- [Pointing dataset excerpts]
__________________________________________________
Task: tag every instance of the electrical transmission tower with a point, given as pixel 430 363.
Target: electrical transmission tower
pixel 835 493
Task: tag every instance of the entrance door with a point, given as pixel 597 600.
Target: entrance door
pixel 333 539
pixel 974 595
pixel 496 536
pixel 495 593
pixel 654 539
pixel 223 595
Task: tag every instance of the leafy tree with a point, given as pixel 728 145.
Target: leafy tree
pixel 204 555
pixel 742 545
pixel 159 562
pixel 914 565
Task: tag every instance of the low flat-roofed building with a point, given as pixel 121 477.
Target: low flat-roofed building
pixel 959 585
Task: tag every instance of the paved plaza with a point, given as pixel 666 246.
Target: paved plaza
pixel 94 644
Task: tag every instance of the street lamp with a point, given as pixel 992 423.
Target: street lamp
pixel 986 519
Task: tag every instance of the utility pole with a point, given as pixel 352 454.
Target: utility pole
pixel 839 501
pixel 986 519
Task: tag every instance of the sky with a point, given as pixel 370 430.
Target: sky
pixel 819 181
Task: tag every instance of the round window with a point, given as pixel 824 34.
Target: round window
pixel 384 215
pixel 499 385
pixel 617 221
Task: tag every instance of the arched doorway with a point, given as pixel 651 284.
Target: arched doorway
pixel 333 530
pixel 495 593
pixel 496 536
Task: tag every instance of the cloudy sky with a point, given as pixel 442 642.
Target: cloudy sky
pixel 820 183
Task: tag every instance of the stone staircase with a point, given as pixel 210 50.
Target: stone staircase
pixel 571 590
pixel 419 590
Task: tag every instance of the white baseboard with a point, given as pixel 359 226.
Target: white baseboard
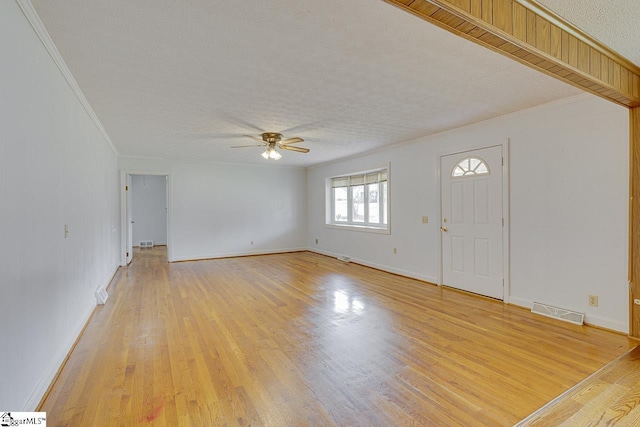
pixel 58 359
pixel 196 257
pixel 383 267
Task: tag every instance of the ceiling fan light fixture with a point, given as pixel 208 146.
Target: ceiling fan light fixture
pixel 275 155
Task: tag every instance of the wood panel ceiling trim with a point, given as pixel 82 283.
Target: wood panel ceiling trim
pixel 531 34
pixel 634 223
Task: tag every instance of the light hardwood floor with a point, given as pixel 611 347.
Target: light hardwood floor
pixel 303 339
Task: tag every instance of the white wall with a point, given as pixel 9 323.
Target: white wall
pixel 56 168
pixel 149 193
pixel 218 209
pixel 569 206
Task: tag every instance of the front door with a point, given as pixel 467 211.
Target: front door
pixel 472 221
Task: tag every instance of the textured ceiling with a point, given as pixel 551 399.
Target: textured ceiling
pixel 612 22
pixel 185 80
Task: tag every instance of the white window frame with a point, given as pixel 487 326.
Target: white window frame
pixel 350 224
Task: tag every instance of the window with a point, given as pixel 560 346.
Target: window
pixel 469 167
pixel 360 200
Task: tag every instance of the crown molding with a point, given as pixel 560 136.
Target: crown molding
pixel 37 25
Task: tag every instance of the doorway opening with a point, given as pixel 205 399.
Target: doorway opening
pixel 145 213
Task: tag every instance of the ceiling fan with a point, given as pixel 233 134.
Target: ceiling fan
pixel 273 140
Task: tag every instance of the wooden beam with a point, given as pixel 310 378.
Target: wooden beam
pixel 529 33
pixel 533 35
pixel 634 223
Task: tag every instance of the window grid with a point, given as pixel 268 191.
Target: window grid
pixel 470 166
pixel 360 200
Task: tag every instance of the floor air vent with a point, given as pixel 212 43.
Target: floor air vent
pixel 558 313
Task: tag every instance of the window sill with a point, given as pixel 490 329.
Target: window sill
pixel 362 228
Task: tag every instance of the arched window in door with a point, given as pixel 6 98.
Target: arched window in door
pixel 470 166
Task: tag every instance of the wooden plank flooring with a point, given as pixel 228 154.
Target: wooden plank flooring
pixel 611 396
pixel 303 339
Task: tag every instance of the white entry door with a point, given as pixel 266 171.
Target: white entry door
pixel 472 222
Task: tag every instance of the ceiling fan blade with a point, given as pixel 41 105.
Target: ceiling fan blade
pixel 255 138
pixel 291 140
pixel 298 149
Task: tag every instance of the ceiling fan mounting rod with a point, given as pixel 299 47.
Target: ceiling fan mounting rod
pixel 271 137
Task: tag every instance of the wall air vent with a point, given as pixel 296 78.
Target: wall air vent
pixel 101 295
pixel 558 313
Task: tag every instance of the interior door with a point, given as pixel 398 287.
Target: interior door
pixel 129 220
pixel 472 222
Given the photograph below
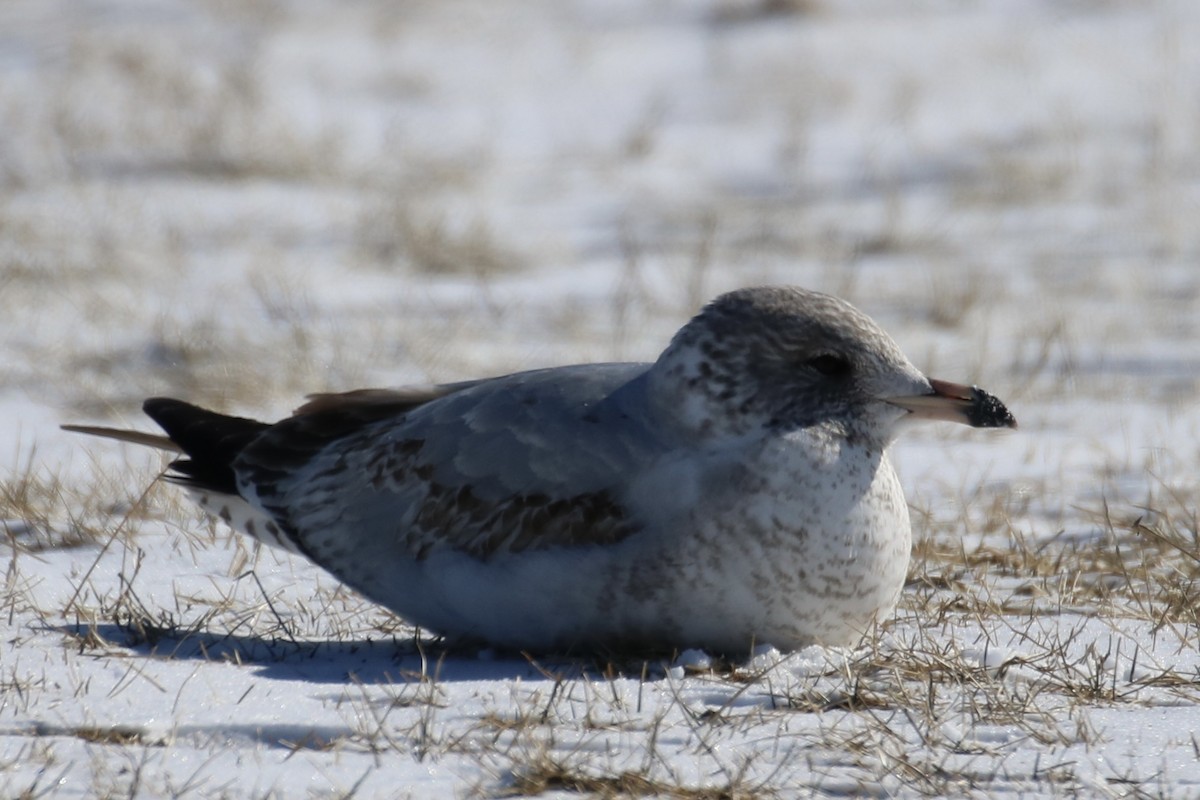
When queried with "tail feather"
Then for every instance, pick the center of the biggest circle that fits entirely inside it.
(210, 440)
(133, 437)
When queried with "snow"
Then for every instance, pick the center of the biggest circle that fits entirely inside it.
(241, 203)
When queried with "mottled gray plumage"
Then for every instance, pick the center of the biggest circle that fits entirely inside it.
(736, 491)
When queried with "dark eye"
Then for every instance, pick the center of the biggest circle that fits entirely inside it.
(832, 366)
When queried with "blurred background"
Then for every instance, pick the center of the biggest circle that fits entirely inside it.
(240, 202)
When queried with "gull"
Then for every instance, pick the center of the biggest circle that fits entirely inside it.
(736, 492)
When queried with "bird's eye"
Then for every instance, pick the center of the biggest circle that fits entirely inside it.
(832, 366)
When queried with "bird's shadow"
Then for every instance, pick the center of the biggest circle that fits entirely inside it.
(393, 660)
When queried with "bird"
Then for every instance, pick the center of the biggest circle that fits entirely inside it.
(733, 493)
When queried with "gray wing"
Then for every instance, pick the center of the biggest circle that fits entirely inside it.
(529, 461)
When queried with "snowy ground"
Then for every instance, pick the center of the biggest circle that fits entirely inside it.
(244, 202)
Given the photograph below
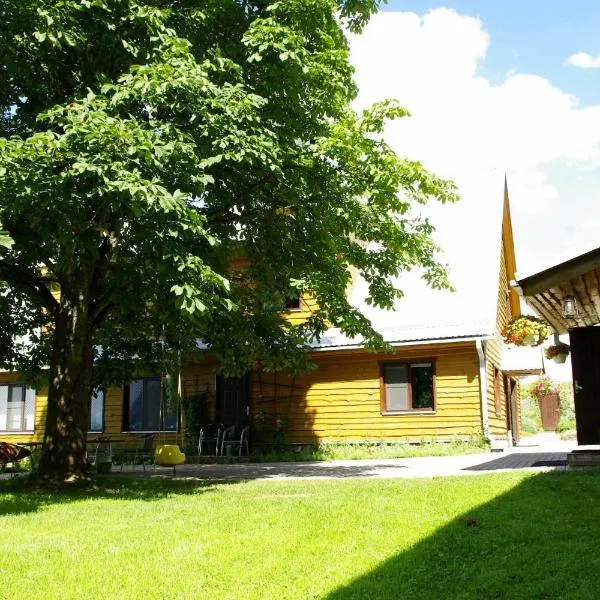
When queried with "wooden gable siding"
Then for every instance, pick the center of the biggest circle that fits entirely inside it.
(41, 403)
(507, 308)
(493, 351)
(340, 400)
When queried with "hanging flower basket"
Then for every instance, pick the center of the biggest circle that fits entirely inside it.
(526, 331)
(558, 352)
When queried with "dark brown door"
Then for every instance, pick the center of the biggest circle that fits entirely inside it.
(585, 361)
(232, 399)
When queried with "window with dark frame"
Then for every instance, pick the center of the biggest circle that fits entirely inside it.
(407, 387)
(146, 406)
(97, 411)
(293, 303)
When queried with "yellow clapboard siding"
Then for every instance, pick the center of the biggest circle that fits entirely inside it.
(340, 400)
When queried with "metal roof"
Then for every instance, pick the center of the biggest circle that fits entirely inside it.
(470, 235)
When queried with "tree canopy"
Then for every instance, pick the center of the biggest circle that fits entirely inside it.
(173, 171)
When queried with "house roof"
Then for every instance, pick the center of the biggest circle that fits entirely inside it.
(470, 234)
(579, 278)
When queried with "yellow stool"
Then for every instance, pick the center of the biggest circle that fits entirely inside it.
(169, 455)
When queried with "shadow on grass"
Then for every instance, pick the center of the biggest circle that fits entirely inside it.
(24, 495)
(540, 540)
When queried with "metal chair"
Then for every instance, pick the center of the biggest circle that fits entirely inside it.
(210, 434)
(11, 454)
(142, 453)
(235, 437)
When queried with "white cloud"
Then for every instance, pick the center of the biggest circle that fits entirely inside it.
(583, 60)
(462, 122)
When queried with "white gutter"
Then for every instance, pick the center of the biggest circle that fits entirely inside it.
(421, 342)
(485, 419)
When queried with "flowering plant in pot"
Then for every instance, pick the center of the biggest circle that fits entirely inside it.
(525, 331)
(557, 352)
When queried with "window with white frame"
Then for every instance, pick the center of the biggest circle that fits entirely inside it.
(407, 387)
(97, 411)
(146, 406)
(17, 408)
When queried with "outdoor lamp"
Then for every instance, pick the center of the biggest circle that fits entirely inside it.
(569, 307)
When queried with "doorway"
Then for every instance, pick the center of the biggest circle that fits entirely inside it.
(233, 399)
(585, 364)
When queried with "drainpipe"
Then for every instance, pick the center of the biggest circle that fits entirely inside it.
(485, 419)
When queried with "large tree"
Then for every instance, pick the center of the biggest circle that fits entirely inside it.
(172, 170)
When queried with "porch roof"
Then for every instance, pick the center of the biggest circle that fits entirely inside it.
(578, 277)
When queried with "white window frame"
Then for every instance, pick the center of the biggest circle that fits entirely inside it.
(28, 408)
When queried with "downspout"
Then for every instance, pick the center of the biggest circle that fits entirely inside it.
(485, 418)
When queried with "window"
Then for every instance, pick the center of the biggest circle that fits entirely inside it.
(146, 406)
(17, 408)
(97, 411)
(407, 387)
(293, 303)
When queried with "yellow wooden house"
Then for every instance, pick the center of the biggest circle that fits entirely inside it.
(447, 375)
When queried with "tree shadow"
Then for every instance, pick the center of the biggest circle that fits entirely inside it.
(23, 494)
(539, 540)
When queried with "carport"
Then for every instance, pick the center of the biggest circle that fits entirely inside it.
(567, 296)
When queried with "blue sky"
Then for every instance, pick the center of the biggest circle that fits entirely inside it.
(531, 36)
(489, 87)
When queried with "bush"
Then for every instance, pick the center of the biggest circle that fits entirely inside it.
__________________________________________________
- [WHAT IS ASKED]
Copy the rows word for word, beginning with the first row and stopping after the line that contains "pixel 223 595".

- [TASK SOLUTION]
Task: tag every instance of the electrical transmission tower with a point, given as pixel 430 363.
Target: electrical transmission tower
pixel 835 493
Task: tag every instance of the entrance door with a point, given as pixel 597 600.
Target: entrance door
pixel 333 539
pixel 974 595
pixel 496 536
pixel 495 593
pixel 654 539
pixel 223 595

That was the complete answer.